- **Raw records**
━━━━━━━━━━━━━━━━━━━━
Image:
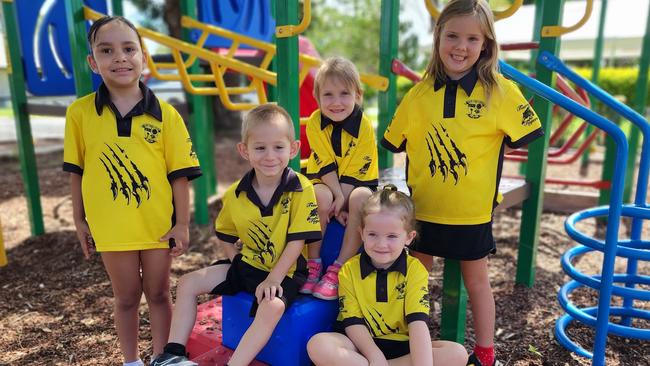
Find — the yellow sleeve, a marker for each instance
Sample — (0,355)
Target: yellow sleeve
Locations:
(180,158)
(321,160)
(304,223)
(396,133)
(349,308)
(224,225)
(517,118)
(362,168)
(74,148)
(416,302)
━━━━━━━━━━━━━━━━━━━━
- **WHAT IS ASKED**
Reproduce the entries above, swapping every "yellow sleeve" for "blue sleeve" and keeping everything else the same, but omit the pictures.

- **SOLVED PROBLEM**
Image:
Find — the blue sleeve, a marker for each instance
Sample — (0,355)
Target: blue sleeve
Locations:
(180,158)
(321,160)
(304,223)
(396,133)
(349,308)
(224,225)
(517,118)
(362,168)
(74,148)
(416,302)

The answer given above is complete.